* [REQUIRED TASK]: Reproduce the listing below, changing each "Reviewer note" to "Annotator note" and leaving every other part untouched.

* [SUPPLIED INFORMATION]:
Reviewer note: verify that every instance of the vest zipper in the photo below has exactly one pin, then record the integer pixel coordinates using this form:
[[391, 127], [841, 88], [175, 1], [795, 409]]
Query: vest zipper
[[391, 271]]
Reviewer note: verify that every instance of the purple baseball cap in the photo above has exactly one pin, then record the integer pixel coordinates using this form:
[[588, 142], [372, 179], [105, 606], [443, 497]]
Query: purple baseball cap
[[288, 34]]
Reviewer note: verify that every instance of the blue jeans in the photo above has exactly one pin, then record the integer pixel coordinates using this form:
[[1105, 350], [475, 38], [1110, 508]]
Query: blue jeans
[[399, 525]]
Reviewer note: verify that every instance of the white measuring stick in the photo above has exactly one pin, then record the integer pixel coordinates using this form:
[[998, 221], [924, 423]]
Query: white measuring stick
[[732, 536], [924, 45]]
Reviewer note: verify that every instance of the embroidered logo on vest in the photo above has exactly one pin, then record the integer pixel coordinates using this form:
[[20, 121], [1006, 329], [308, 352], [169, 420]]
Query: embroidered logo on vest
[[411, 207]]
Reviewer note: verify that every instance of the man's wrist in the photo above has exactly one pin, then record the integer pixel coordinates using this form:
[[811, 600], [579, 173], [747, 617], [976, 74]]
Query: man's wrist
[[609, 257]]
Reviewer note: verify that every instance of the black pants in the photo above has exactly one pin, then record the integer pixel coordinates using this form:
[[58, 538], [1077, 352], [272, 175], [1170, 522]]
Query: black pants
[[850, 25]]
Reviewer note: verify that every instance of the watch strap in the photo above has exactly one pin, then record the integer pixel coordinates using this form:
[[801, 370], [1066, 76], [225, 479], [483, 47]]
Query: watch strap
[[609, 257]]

* [FULL ANSWER]:
Annotator note: verify that every instance of the vest zipper in the photo below has exactly one pin, then record the integer pixel coordinates using this form:
[[391, 127], [841, 88], [175, 1], [795, 409]]
Query: vest zipper
[[391, 271]]
Annotator note: verify that every instance of the purple baseball cap in the photo above has exactly one pin, then record the integer pixel coordinates using this form:
[[588, 142], [372, 179], [105, 606], [443, 497]]
Query: purple baseball cap
[[288, 34]]
Annotator note: verify that every instance of the blue jeans in the photo above has exactly one pin, then record the integer pixel coordinates using this form:
[[1105, 350], [475, 38], [1110, 508]]
Query: blue jeans
[[399, 525]]
Annotator note: verify that every instance of the white measuring stick in the photo above has exactly one pin, then record the integer pixel coordinates using this form:
[[998, 221], [924, 423]]
Query: white measuring stick
[[732, 536], [924, 45]]
Annotator note: verify that every instance of the embroidered logo on vest in the photo above has exactly one pin, then record the integer pixel coordinates using this form:
[[20, 121], [1006, 329], [308, 352], [169, 420]]
Query: embroidered logo on vest
[[411, 207]]
Annotator note: verify that every instance of the man's wrist in the photo above has exactly one pin, then record the integer pixel coordinates using this form:
[[811, 600], [579, 173], [747, 617], [976, 74]]
Query: man's wrist
[[609, 257]]
Annotator note: verify that every instance of the black pants in the photo above has exactly one pin, then record the integer pixel coordinates using this form:
[[58, 538], [1077, 352], [272, 175], [1170, 522]]
Query: black pants
[[850, 25]]
Annotator note: verify that every instance of the watch strap in the photo above has exactly one pin, then record the integer pixel coordinates using this form:
[[801, 370], [1066, 76], [225, 479], [483, 47]]
Query: watch strap
[[609, 257]]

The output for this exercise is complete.